◆ **Problem details**: Some lines in the listing hold the word "wooden". Return each of them.

◆ **Record set**:
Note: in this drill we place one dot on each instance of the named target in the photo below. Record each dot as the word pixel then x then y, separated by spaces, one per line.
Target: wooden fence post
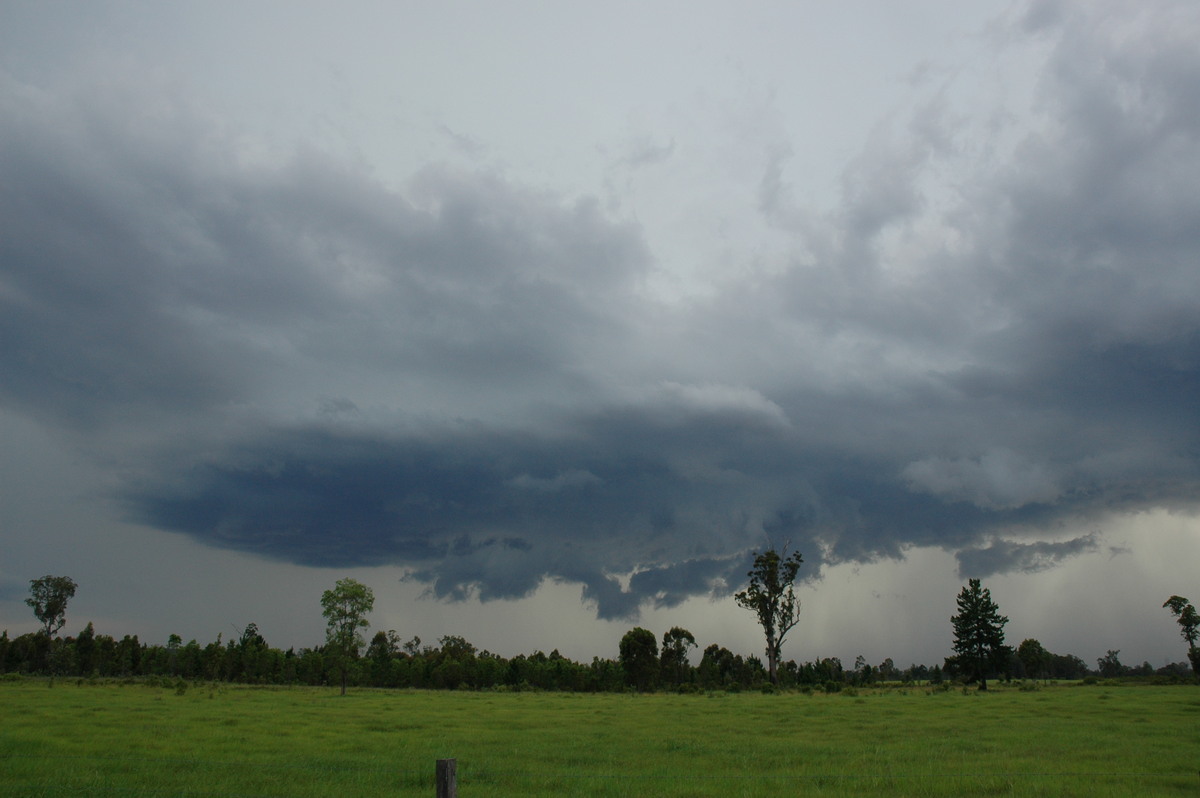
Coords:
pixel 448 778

==

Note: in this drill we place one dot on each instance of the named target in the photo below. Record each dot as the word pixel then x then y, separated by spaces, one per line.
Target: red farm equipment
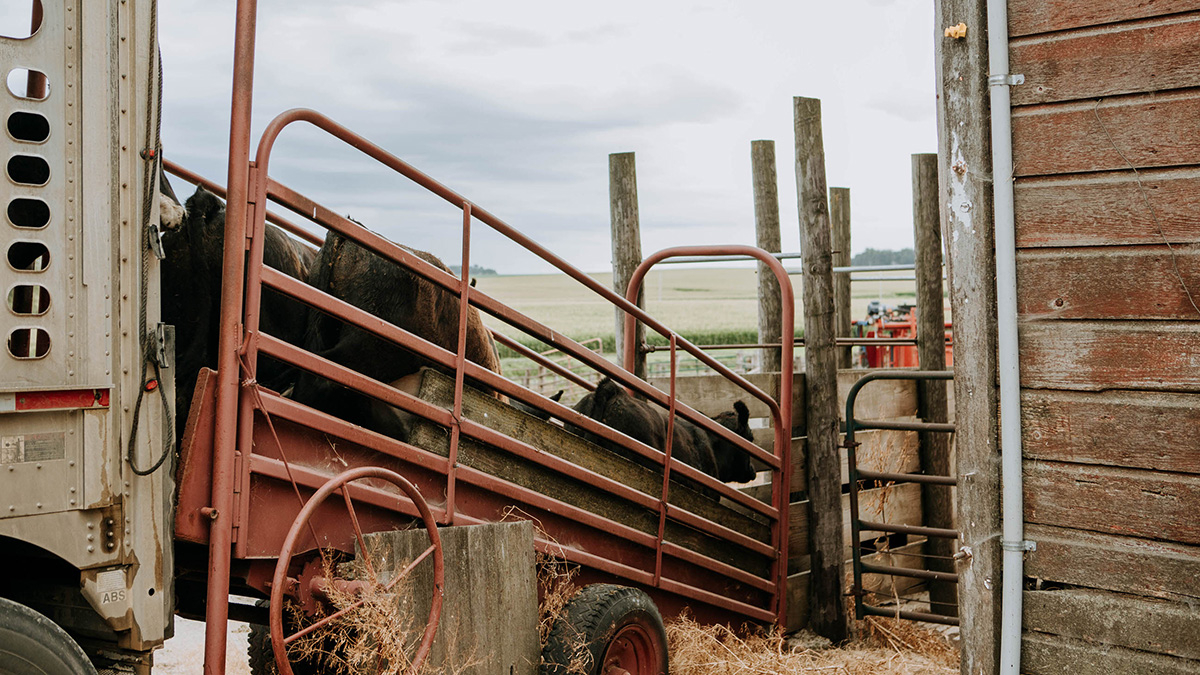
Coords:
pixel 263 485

==

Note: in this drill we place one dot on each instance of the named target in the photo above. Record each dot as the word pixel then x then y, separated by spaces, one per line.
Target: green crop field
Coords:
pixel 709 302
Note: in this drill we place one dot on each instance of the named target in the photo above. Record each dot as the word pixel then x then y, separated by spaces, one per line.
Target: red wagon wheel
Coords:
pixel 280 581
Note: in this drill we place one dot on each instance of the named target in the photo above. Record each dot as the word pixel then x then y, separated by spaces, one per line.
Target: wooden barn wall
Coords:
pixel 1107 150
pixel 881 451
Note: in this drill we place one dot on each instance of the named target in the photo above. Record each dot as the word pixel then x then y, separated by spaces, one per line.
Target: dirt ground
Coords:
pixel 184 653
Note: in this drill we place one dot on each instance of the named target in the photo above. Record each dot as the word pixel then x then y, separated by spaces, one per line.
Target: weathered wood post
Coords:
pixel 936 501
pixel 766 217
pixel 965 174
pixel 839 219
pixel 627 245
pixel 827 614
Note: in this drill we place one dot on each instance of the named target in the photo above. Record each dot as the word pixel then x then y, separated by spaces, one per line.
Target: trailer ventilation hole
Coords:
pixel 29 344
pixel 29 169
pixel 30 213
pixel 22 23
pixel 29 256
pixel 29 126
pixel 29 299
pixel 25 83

◆ **Result of the exercise**:
Target: wooden fence post
Target: wooden barn wall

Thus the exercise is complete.